From the line with "Exercise. Point out the young" down to the final line of the material below, quote every line exactly and leave out all lines before it.

--- Input ---
***
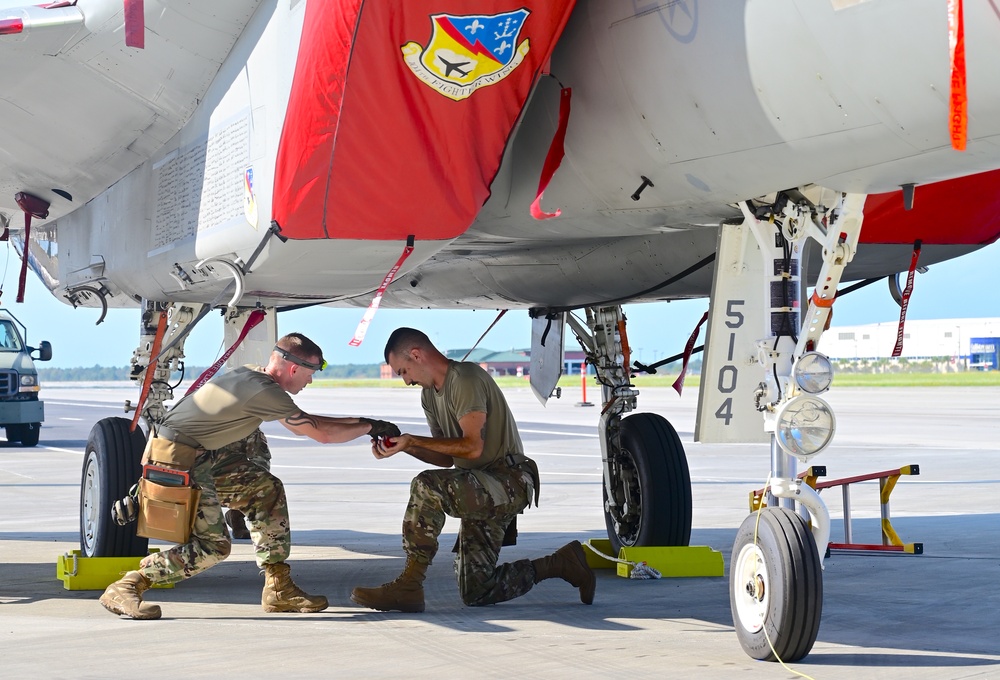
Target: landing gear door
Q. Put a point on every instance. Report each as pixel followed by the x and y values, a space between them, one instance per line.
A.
pixel 256 347
pixel 546 355
pixel 731 371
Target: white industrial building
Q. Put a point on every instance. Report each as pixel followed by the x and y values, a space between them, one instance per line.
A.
pixel 922 339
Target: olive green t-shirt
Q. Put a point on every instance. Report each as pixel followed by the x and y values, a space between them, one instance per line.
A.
pixel 468 388
pixel 230 407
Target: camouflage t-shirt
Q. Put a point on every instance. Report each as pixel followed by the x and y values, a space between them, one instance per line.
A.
pixel 468 388
pixel 230 407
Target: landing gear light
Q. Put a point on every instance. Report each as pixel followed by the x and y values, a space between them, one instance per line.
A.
pixel 813 373
pixel 804 426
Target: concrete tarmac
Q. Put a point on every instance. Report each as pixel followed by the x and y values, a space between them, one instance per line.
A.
pixel 934 615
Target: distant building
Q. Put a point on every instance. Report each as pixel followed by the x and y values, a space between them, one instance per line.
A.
pixel 516 362
pixel 922 339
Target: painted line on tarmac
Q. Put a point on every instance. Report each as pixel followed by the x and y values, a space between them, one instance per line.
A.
pixel 117 407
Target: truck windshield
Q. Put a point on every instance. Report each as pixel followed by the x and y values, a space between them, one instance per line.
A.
pixel 10 340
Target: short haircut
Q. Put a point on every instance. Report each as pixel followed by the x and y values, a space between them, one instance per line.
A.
pixel 402 340
pixel 301 346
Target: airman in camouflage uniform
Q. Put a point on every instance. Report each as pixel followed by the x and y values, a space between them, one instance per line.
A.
pixel 221 420
pixel 488 482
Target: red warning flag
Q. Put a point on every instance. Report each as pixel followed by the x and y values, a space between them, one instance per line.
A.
pixel 958 110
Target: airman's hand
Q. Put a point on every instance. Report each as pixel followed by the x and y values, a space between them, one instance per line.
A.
pixel 383 447
pixel 381 428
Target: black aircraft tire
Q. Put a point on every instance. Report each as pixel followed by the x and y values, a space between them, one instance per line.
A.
pixel 111 465
pixel 660 481
pixel 776 585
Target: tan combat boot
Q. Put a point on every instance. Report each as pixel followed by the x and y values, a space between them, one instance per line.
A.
pixel 570 564
pixel 282 595
pixel 405 594
pixel 124 597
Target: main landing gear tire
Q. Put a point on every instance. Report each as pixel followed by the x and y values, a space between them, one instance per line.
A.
pixel 652 485
pixel 776 586
pixel 111 466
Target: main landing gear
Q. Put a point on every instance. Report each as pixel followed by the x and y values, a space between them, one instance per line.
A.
pixel 111 464
pixel 647 485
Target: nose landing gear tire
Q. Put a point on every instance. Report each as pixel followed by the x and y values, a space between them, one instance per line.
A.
pixel 776 586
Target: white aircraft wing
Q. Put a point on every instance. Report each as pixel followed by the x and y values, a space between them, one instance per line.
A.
pixel 79 108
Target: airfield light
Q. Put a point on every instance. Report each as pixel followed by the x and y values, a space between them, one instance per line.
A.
pixel 11 26
pixel 813 373
pixel 804 426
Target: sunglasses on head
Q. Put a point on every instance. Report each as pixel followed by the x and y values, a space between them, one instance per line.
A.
pixel 288 356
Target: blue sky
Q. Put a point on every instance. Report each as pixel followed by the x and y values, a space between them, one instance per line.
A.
pixel 964 287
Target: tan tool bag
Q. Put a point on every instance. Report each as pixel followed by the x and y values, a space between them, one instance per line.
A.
pixel 169 454
pixel 167 512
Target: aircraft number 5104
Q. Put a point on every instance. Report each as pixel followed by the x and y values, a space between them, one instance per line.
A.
pixel 728 374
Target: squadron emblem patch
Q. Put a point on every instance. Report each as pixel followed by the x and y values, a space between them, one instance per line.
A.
pixel 468 52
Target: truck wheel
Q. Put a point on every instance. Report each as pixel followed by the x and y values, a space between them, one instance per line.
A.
pixel 28 433
pixel 111 465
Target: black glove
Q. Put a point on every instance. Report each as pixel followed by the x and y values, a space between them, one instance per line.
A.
pixel 381 428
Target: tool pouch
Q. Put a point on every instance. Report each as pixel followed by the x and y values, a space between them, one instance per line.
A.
pixel 164 452
pixel 167 512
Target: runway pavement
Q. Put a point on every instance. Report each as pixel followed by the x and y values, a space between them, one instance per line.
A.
pixel 934 615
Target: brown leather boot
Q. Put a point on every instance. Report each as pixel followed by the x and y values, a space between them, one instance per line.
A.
pixel 282 595
pixel 570 564
pixel 124 597
pixel 405 594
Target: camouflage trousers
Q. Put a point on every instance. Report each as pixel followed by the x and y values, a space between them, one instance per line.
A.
pixel 235 476
pixel 486 502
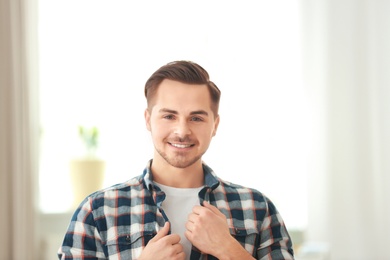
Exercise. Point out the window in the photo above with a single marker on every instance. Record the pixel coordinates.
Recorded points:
(95, 57)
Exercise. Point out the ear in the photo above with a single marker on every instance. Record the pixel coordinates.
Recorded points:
(147, 119)
(216, 123)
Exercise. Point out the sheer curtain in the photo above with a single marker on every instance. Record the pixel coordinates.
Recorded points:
(18, 130)
(347, 61)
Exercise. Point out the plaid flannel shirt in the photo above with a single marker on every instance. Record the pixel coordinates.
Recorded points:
(118, 222)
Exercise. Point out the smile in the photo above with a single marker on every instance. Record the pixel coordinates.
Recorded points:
(181, 145)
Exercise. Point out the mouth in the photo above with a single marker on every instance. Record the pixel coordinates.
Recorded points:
(181, 146)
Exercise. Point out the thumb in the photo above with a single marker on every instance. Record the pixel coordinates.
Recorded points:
(214, 209)
(162, 232)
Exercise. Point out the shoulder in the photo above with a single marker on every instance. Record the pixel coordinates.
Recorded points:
(114, 195)
(234, 191)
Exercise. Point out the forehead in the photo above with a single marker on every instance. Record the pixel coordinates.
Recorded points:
(182, 96)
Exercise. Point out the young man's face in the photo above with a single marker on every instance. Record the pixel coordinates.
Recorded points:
(181, 123)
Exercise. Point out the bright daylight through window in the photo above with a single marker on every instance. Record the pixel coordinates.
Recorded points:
(95, 57)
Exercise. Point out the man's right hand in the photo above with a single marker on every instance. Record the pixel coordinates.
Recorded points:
(163, 246)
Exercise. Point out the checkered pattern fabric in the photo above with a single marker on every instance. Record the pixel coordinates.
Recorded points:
(118, 222)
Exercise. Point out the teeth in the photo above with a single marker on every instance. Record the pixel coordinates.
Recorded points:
(181, 145)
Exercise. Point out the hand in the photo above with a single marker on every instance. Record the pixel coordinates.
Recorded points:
(163, 246)
(207, 229)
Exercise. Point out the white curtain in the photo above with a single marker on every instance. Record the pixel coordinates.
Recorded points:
(18, 130)
(347, 73)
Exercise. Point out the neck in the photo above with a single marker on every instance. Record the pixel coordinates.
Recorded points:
(189, 177)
***
--- Answer to this task ---
Exercise. Point out the young man's face in the photo above with a single marker on every instance. Record the pixel coordinates.
Recorded points:
(181, 123)
Exercise. Point out the bright daylight through window in the photo above with a single marker on every instance. Record the pixel coordinates.
Recorded points:
(95, 57)
Exercise. Point out the man's right hand in the photo above with a single marker on every instance. Record the pixel coordinates.
Recorded points:
(163, 246)
Exercise. Point out the checkered pattern fabric in the photo above with a single marker on every instance. Record the pixel coordinates.
Recorded points:
(118, 222)
Exercise. Point out the teeth in the photo above with a single marker on every instance. Record the pixel coordinates.
Recorded points:
(181, 145)
Exercise. Point out the hand in the photo above with a single marker on every instance. Record the pixel coordinates.
Recorded points:
(163, 246)
(207, 229)
Exercise. Point out the white curtain in the photo above with a single marker on every instance. Record the pixel coordinates.
Recorded points:
(18, 130)
(347, 73)
Exercise. Point out the neck in the photo above with a single marker on every instance. Record the pixel coordinates.
Recorded points:
(189, 177)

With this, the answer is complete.